(라벨링 모음의 기록)
------------
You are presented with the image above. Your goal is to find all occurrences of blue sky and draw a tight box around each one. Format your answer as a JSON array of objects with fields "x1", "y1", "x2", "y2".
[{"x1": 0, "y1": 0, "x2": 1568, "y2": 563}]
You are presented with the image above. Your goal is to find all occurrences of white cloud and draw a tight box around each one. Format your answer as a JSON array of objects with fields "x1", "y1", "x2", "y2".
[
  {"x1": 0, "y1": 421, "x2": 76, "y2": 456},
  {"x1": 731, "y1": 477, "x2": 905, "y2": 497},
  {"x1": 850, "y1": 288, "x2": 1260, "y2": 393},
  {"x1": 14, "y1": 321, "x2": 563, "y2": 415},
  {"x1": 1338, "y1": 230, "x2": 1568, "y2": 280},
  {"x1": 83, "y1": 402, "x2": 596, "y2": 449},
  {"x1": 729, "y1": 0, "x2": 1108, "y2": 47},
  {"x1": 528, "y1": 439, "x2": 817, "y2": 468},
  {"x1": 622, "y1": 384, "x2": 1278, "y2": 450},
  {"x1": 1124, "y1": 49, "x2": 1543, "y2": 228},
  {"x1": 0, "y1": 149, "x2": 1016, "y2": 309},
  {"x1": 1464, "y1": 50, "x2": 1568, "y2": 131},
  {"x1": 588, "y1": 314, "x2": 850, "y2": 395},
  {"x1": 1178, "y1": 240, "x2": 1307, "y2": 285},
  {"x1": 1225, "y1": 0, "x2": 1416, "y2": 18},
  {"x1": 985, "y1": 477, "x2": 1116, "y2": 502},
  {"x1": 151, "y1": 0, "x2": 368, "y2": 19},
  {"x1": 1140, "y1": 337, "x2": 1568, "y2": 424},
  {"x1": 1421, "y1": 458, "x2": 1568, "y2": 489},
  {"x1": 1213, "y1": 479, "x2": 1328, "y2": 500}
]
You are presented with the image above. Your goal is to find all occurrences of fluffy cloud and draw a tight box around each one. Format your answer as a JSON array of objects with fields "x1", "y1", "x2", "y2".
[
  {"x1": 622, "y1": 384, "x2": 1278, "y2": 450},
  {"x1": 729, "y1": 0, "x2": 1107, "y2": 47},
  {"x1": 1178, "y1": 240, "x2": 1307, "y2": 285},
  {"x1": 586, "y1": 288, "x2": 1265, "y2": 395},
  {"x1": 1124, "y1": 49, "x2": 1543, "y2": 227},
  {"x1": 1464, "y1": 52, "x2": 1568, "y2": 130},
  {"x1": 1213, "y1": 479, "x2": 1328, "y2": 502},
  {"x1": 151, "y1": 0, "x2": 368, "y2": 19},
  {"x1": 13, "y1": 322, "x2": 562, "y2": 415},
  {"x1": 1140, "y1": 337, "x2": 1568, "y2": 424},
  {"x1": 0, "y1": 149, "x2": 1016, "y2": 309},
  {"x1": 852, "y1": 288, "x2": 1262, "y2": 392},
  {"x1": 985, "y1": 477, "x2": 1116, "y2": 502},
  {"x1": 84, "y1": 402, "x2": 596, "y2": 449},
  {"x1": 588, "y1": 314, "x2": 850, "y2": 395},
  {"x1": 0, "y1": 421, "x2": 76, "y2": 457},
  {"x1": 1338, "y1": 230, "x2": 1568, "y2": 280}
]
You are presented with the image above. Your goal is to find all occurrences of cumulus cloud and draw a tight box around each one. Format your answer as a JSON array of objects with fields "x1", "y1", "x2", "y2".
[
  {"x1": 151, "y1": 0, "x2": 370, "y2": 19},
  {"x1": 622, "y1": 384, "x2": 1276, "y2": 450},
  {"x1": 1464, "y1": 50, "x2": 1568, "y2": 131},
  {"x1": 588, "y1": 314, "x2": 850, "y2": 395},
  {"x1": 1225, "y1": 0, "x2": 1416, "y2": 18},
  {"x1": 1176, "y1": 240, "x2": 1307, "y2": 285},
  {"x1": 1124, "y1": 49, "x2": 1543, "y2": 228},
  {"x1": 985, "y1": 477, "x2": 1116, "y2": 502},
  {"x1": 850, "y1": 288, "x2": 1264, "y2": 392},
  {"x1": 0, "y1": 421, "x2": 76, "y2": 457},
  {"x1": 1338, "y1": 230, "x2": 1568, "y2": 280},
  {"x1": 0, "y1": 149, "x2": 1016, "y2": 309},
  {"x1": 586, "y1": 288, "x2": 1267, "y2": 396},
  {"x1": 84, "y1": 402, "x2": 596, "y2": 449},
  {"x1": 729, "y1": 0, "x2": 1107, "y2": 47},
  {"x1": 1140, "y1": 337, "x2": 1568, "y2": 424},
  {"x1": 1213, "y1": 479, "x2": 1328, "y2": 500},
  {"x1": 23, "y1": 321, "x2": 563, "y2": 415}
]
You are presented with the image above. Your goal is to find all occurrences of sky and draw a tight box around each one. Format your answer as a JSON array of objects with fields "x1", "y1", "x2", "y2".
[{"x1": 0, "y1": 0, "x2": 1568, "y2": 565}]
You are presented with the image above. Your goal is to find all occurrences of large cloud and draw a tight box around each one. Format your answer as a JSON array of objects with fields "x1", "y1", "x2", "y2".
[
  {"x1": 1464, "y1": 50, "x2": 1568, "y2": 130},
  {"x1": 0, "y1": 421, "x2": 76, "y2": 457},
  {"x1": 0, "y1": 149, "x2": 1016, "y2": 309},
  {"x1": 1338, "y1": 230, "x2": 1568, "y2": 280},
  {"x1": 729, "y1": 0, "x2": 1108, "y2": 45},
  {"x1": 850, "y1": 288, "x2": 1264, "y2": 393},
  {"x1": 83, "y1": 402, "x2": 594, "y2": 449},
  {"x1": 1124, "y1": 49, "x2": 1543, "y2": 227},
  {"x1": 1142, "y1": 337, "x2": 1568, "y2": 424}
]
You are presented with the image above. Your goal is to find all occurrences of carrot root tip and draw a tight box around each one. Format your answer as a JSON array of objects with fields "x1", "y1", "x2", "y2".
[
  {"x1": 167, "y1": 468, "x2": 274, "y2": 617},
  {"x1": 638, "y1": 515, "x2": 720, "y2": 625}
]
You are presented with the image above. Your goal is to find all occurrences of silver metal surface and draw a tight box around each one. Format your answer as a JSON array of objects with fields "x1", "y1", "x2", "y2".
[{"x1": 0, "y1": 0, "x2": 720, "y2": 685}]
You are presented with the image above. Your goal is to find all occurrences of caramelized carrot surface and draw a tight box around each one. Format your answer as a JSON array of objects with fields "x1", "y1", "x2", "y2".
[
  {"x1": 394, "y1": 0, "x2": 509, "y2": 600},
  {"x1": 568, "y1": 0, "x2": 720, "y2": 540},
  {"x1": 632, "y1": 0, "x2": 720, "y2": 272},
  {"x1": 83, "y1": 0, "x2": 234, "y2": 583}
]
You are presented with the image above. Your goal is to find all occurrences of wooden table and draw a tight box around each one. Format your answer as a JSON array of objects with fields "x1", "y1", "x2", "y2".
------------
- [문제] 위 기록을 빠짐없이 한 줄씩 번호 목록에 넣으세요. 빈 줄은 빼세요.

- [답변]
1. You are presented with the image above. Your goal is to find all occurrences of blue sky and draw a tight box around each one. Format your answer as a JSON array of objects with fields "x1", "y1", "x2", "y2".
2. [{"x1": 0, "y1": 0, "x2": 1568, "y2": 563}]
3. You are presented with the image above. Your goal is to find all occurrences of white cloud and draw a tight box around each one. Format your answer as a JSON array of objects with fields "x1", "y1", "x2", "y2".
4. [
5.   {"x1": 0, "y1": 421, "x2": 76, "y2": 456},
6.   {"x1": 731, "y1": 477, "x2": 905, "y2": 497},
7.   {"x1": 850, "y1": 288, "x2": 1260, "y2": 393},
8.   {"x1": 14, "y1": 321, "x2": 563, "y2": 415},
9.   {"x1": 1338, "y1": 230, "x2": 1568, "y2": 280},
10.   {"x1": 83, "y1": 402, "x2": 596, "y2": 449},
11.   {"x1": 729, "y1": 0, "x2": 1108, "y2": 47},
12.   {"x1": 528, "y1": 439, "x2": 817, "y2": 468},
13.   {"x1": 622, "y1": 384, "x2": 1278, "y2": 450},
14.   {"x1": 1124, "y1": 49, "x2": 1543, "y2": 228},
15.   {"x1": 0, "y1": 149, "x2": 1016, "y2": 309},
16.   {"x1": 1464, "y1": 50, "x2": 1568, "y2": 131},
17.   {"x1": 588, "y1": 314, "x2": 850, "y2": 395},
18.   {"x1": 1178, "y1": 240, "x2": 1307, "y2": 285},
19.   {"x1": 1225, "y1": 0, "x2": 1416, "y2": 18},
20.   {"x1": 985, "y1": 477, "x2": 1116, "y2": 502},
21.   {"x1": 151, "y1": 0, "x2": 368, "y2": 19},
22.   {"x1": 1140, "y1": 337, "x2": 1568, "y2": 424},
23.   {"x1": 1421, "y1": 458, "x2": 1568, "y2": 489},
24.   {"x1": 1213, "y1": 479, "x2": 1328, "y2": 500}
25. ]
26. You are presented with the image above. Your goal is to find all occurrences of fluffy cloud and draw a tight box around each one. Format your answer as a JSON array of objects with fields "x1", "y1", "x2", "y2".
27. [
28.   {"x1": 622, "y1": 384, "x2": 1278, "y2": 450},
29.   {"x1": 729, "y1": 0, "x2": 1107, "y2": 47},
30.   {"x1": 1178, "y1": 240, "x2": 1307, "y2": 285},
31.   {"x1": 586, "y1": 288, "x2": 1265, "y2": 395},
32.   {"x1": 1124, "y1": 49, "x2": 1543, "y2": 227},
33.   {"x1": 1464, "y1": 52, "x2": 1568, "y2": 130},
34.   {"x1": 1213, "y1": 479, "x2": 1328, "y2": 502},
35.   {"x1": 151, "y1": 0, "x2": 368, "y2": 19},
36.   {"x1": 13, "y1": 322, "x2": 562, "y2": 415},
37.   {"x1": 1140, "y1": 337, "x2": 1568, "y2": 424},
38.   {"x1": 0, "y1": 149, "x2": 1016, "y2": 309},
39.   {"x1": 852, "y1": 288, "x2": 1262, "y2": 392},
40.   {"x1": 985, "y1": 477, "x2": 1116, "y2": 502},
41.   {"x1": 84, "y1": 402, "x2": 596, "y2": 449},
42.   {"x1": 588, "y1": 314, "x2": 850, "y2": 395},
43.   {"x1": 0, "y1": 421, "x2": 76, "y2": 457},
44.   {"x1": 1338, "y1": 230, "x2": 1568, "y2": 280}
45. ]
46. You are presented with the image above. Your goal is to find all occurrences of cumulus cloud and draw a tight box around each one. Format your answer as a JSON array of objects with fields "x1", "y1", "x2", "y2".
47. [
48.   {"x1": 151, "y1": 0, "x2": 370, "y2": 19},
49.   {"x1": 622, "y1": 384, "x2": 1276, "y2": 450},
50.   {"x1": 1464, "y1": 50, "x2": 1568, "y2": 131},
51.   {"x1": 588, "y1": 314, "x2": 850, "y2": 395},
52.   {"x1": 1225, "y1": 0, "x2": 1416, "y2": 18},
53.   {"x1": 1176, "y1": 240, "x2": 1307, "y2": 285},
54.   {"x1": 1124, "y1": 49, "x2": 1543, "y2": 228},
55.   {"x1": 985, "y1": 477, "x2": 1116, "y2": 502},
56.   {"x1": 850, "y1": 288, "x2": 1264, "y2": 392},
57.   {"x1": 0, "y1": 421, "x2": 76, "y2": 457},
58.   {"x1": 1338, "y1": 230, "x2": 1568, "y2": 280},
59.   {"x1": 0, "y1": 149, "x2": 1016, "y2": 309},
60.   {"x1": 586, "y1": 288, "x2": 1267, "y2": 396},
61.   {"x1": 84, "y1": 402, "x2": 596, "y2": 449},
62.   {"x1": 729, "y1": 0, "x2": 1107, "y2": 47},
63.   {"x1": 1140, "y1": 337, "x2": 1568, "y2": 424},
64.   {"x1": 1213, "y1": 479, "x2": 1328, "y2": 500},
65.   {"x1": 23, "y1": 321, "x2": 563, "y2": 415}
66. ]
67. You are presented with the image above. Your goal is to find all occurrences of sky and draw a tight box around each one. Format your answer as a JSON array of objects with fields "x1", "y1", "x2", "y2".
68. [{"x1": 0, "y1": 0, "x2": 1568, "y2": 565}]
69. You are presented with the image above. Your goal is to find all occurrences of large cloud and draw a tight box around each one. Format your answer as a JSON array of objects with fields "x1", "y1", "x2", "y2".
70. [
71.   {"x1": 1464, "y1": 50, "x2": 1568, "y2": 130},
72.   {"x1": 0, "y1": 421, "x2": 76, "y2": 457},
73.   {"x1": 0, "y1": 149, "x2": 1016, "y2": 309},
74.   {"x1": 1338, "y1": 230, "x2": 1568, "y2": 280},
75.   {"x1": 729, "y1": 0, "x2": 1108, "y2": 45},
76.   {"x1": 850, "y1": 288, "x2": 1264, "y2": 393},
77.   {"x1": 83, "y1": 402, "x2": 594, "y2": 449},
78.   {"x1": 1124, "y1": 49, "x2": 1543, "y2": 227},
79.   {"x1": 1142, "y1": 337, "x2": 1568, "y2": 424}
80. ]
81. You are presented with the image above. Your goal is to find all occurrences of carrot root tip and draw a tight box around each one. Format your answer as a JSON array of objects with fields "x1", "y1", "x2", "y2".
82. [
83.   {"x1": 167, "y1": 468, "x2": 274, "y2": 617},
84.   {"x1": 638, "y1": 515, "x2": 720, "y2": 625}
85. ]
86. You are presented with the image above. Your goal is to find all occurrences of silver metal surface and draw a tight box around each one. Format your answer as a JSON array of objects with fields "x1", "y1", "x2", "y2".
87. [{"x1": 0, "y1": 0, "x2": 720, "y2": 685}]
88. You are presented with the image above. Your goal is to find all occurrences of caramelized carrot surface and draw a tight box around each one. Format your answer as a JSON array of objects with fields "x1", "y1", "x2", "y2".
89. [
90.   {"x1": 394, "y1": 0, "x2": 509, "y2": 600},
91.   {"x1": 568, "y1": 0, "x2": 720, "y2": 540},
92.   {"x1": 632, "y1": 0, "x2": 720, "y2": 272},
93.   {"x1": 83, "y1": 0, "x2": 234, "y2": 583}
94. ]
95. You are presented with the image above. Your goal is to find all occurrences of wooden table and draw a tight box around each one. Format your answer as a JSON array of objects with fields "x1", "y1", "x2", "y2".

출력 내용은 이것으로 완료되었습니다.